▸ **DIRECTION**
Give the data below again exactly as written, without its pictures.
>> Begin MATERIAL
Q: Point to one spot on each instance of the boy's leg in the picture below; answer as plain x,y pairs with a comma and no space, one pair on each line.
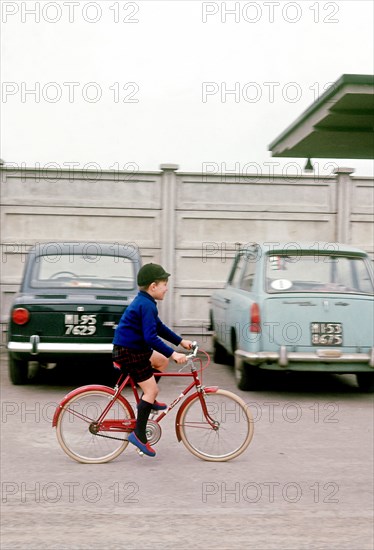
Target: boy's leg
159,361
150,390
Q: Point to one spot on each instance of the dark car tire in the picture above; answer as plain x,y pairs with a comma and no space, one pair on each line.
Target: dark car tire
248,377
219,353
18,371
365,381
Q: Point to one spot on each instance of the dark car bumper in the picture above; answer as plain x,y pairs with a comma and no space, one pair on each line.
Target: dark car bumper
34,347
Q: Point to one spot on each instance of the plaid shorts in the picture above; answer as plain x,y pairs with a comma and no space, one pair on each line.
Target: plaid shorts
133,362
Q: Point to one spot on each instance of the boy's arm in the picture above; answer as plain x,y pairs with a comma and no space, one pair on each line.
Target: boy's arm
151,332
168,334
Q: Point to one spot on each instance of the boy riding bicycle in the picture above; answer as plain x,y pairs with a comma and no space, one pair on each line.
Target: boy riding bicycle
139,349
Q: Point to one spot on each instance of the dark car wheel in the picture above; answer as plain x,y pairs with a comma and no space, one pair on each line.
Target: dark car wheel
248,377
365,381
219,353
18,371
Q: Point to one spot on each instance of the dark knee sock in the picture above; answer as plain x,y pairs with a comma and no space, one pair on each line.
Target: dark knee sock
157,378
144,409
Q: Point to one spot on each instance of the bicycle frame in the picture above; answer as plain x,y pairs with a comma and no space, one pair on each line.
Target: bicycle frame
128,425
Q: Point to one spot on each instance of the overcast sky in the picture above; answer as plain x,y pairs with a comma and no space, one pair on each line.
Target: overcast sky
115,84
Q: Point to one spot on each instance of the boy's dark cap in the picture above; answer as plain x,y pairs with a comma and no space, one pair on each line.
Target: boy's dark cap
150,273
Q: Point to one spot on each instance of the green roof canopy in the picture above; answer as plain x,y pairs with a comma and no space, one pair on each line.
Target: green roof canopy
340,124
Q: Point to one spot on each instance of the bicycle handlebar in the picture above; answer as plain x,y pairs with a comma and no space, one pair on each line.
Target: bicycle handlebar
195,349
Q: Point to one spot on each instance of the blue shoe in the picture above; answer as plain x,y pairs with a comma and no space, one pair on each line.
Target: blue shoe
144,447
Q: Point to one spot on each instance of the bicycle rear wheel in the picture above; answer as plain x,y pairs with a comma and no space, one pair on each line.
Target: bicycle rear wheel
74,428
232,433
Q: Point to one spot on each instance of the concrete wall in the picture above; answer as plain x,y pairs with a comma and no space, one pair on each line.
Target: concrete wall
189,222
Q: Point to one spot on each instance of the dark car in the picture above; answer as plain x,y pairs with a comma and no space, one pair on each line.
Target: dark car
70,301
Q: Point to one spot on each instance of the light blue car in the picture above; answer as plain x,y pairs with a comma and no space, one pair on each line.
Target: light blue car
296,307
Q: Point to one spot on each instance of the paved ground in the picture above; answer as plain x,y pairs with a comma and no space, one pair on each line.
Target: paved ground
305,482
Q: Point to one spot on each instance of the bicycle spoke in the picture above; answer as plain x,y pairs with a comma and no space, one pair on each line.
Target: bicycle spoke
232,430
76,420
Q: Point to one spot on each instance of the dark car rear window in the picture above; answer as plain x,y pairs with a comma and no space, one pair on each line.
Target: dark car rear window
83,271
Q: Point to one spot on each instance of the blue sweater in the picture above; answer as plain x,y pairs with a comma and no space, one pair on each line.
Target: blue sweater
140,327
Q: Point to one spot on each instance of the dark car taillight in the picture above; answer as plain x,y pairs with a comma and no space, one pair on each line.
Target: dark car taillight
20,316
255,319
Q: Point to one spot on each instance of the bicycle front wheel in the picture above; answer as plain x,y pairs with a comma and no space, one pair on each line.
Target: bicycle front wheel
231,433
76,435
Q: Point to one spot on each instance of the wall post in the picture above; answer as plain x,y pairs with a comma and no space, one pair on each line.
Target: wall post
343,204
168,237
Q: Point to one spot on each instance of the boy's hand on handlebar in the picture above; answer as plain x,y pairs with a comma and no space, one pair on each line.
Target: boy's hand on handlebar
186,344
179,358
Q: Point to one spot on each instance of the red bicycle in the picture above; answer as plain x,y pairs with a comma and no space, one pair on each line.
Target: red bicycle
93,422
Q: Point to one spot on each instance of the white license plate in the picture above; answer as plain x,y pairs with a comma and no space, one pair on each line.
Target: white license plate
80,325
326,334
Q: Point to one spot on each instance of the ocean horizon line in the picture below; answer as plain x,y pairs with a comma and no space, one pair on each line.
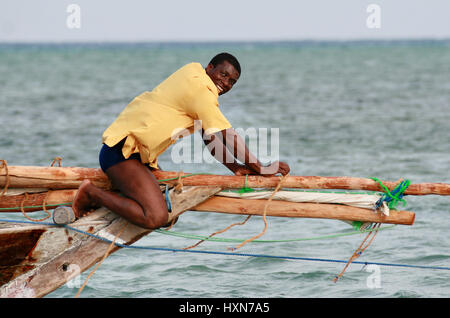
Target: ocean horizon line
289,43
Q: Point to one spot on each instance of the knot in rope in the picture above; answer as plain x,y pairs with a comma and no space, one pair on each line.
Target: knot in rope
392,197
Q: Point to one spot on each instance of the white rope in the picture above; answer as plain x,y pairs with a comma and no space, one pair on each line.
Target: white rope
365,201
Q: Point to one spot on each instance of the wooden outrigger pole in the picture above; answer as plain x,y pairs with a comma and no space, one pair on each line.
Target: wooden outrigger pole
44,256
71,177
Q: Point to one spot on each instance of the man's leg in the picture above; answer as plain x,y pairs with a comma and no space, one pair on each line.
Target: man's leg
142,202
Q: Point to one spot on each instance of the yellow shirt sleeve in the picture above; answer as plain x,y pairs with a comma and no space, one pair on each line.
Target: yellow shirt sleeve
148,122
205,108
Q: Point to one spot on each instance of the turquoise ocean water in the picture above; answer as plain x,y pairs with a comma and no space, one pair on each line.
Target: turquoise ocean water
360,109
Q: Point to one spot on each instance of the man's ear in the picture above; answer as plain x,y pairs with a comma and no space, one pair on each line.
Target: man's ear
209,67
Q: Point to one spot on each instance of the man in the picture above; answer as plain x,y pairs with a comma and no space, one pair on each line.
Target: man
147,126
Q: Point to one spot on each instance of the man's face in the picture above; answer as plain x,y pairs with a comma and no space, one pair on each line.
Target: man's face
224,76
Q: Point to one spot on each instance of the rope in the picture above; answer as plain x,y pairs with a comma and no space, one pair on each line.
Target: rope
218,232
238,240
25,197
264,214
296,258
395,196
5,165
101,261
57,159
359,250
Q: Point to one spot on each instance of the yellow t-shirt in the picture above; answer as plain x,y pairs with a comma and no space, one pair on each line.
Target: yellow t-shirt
>> End MATERIAL
▸ **EXPECTED ANSWER**
Q: Point to one spot on each instance of the boy's leg in the picture below; answer as plain x,y pairs with a comma and no space, one pair on each line.
Target: boy's leg
159,361
150,390
Q: Point to one spot on each instance of the dark car tire in the picture above; answer as plain x,y pairs with a comma and no space, one pair on each line.
Target: dark car tire
248,377
219,353
18,371
365,381
Q: Point to one spot on each instance of the dark car bumper in the picture above; answer as plain x,y pairs with a comma and no space, one pair on each line.
Target: dark car bumper
34,347
Q: Point to one spot on each instance of the plaid shorts in the picture above; answer as plain x,y pairs with a comma and no space, one pair on each line.
Target: plaid shorts
133,362
Q: Point to one spot on each instance of the boy's arm in the picture above; answer as plain x,y pairs with a comma and no space, one pair on each line.
Target: boy's arm
151,332
168,334
Q: Point to one spot on each instance of the boy riding bicycle in the picture above; answer as plain x,y pairs with a comma and no space, one pair on each line.
Target: boy riding bicycle
139,349
Q: Point to one spot on each instance of the dark car wheel in the picture above; answer as plain x,y pairs with a comma and no space, one pair on each line.
Target: dark car wheel
248,377
365,381
219,353
18,371
Q: Point to one spot on each instance of the dark knee sock in the picture above; answer as plain x,y pairs with a comma and no space, one pair on each line.
Target: dark knee sock
157,378
144,409
Q: Point to one spot on each instance of the bicycle frame in the picture above; answer as plain x,y pairs with a comma and no space, one pair on each line.
Target: bicycle frame
128,425
Q: Point to one spot on each instance of the overcast sky in the picture above; answer as plain x,y pairs with a comma and no space, one pair on each line.
Target: overcast sky
115,84
Q: Point to one spot on each instance of the boy's dark cap in the picture above; answer as plain x,y pairs with a comma and no space, one pair on each line.
Target: boy's dark cap
150,273
Q: Point to one spot on each instance of the green roof canopy in the picture above; answer as plain x,y pairs with a comma and no space, one pair on each line.
Target: green roof canopy
340,124
Q: Point to one spot on each instance of the bicycle handlebar in the picture above; answer as plain x,y pairs with a comma and no space, one pair on each line.
Target: bicycle handlebar
195,349
Q: Point to one spot on each instance of the blue shoe in the picture above; answer as plain x,y pairs with a comma and no space, one pair on each line.
Target: blue shoe
144,447
Q: Point to one spot on each instance of the bicycle rear wheel in the picture above; answer as plain x,y pairs with a comma and no space, one pair on each line.
Target: bicycle rear wheel
74,428
232,433
Q: Point to one spot on each instance of the concrete wall in the picture above; answer as plain x,y pairs with a comma and no space, one pair on each line.
Target: concrete wall
189,222
Q: Point to one spot on each instance of the dark car in the picture above; answer as plain x,y pairs with a comma and no space, one pair on each line.
Target: dark car
70,301
Q: Point to one spot on each instance of the light blue car in the picture above; answer as plain x,y pairs with a comma and no space, one pair on each line.
Target: light blue car
296,307
Q: Point to one spot on each instance of the paved ground in the picture above; answer as plain x,y pairs with a comma and no space, one pair on each line.
Target: paved ground
305,482
Q: Point to one spot on each instance of the bicycle spoke in the picture above; answer as plain x,y pairs with a comma and no space, one pair on each line.
Target: bicycle spoke
232,430
76,420
Q: Point to one spot on each instance of the dark car rear window in the picture above; answer as plain x,y pairs with a comma and no space, one pair on each line.
Target: dark car rear window
83,271
Q: Point to one spot on each instance of the blue sweater in the picture above; answer as plain x,y pairs with a comma and no space, one pair on each line.
Target: blue sweater
140,327
Q: Point to one spot on each instance of the dark car taillight in the picture above; answer as plain x,y pairs with a comma and no space, one pair on each line.
Target: dark car taillight
20,316
255,319
Q: Point to one spot on each instance of the bicycle front wheel in the picture above; answer as plain x,y pairs with a comma and no space, one pair on each line.
Target: bicycle front wheel
231,433
76,435
Q: Point to one spot on each instance of the wall post in the picture above; answer as plain x,y pairs with a comma and no space, one pair on each line.
Target: wall post
343,204
168,237
Q: Point to one spot on each instance of the boy's hand on handlebar in the picture above; answer as plain x,y pairs with a comma and no space, one pair on each line.
Target: boy's hand on handlebar
186,344
179,358
Q: Point to one spot on each instance of the red bicycle in the picture above; answer as plain x,y pairs with a comma and no space, one pair on each line.
Target: red bicycle
93,422
Q: Point to one spot on each instance of the white license plate in the picture above; answer as plain x,y pairs with a comma and no space, one pair on each line.
Target: white license plate
80,325
326,334
Q: Point to one spot on each instance of the ocean horizon line in the picture below; answer as plain x,y pairs with a comma and no space, one pair on each line.
Target: ocean horizon line
289,43
Q: Point to one spot on each instance of the knot in rope in the picture above; answer as plain x,y pairs with a comma and no space, one pair on each line.
Target: knot in rope
392,197
Q: Point to one spot on each instance of the white rope in the picture above; answer as plain x,y pairs with a comma and no space, one pair on each line.
Target: white rope
365,201
Q: Point to one spot on each instance of the wooden outrigger pole in the picture above; answer as plain x,y pairs with a comma and no space, one pair on each line.
Target: wooden outrigger pole
44,256
71,177
Q: Point to one spot on each instance of the man's leg in the picture above; answer as plain x,y pairs with a comma and no space, one pair on each line.
Target: man's leg
142,202
Q: Point to one spot on each instance of the yellow shirt sleeve in the picture above; answer as plain x,y pairs with a comma and no space, one pair on each line.
Target: yellow shirt sleeve
148,122
205,108
Q: Point to one spot on each instance of the turquoise ocean water in the picture above; answer as plain x,y pairs with a comma and no space, one pair on each line.
Target: turquoise ocean water
360,109
Q: Point to one spot on each instance of the man's ear in the picture above; answer as plain x,y pairs with a comma and no space, one pair on each line.
Target: man's ear
209,67
Q: Point to one spot on each instance of the man in the picture above; answer as plain x,y pairs with a comma and no space, one pair on each line.
Target: man
147,126
Q: Point to one spot on each instance of the man's face in the picture above; answer as plain x,y pairs with a comma and no space, one pair on each line.
Target: man's face
224,76
Q: Point to one spot on each instance of the rope in the picture above; answer as plain x,y pairs with a comma and no space, one pair on each line.
Target: rope
218,232
238,240
25,197
264,214
296,258
395,196
5,165
101,261
57,159
359,250
Q: Point to one spot on each instance of the yellow t-shirt in the picture above; answer as plain x,y pairs with a comma and no space, one pair on each line.
Target: yellow t-shirt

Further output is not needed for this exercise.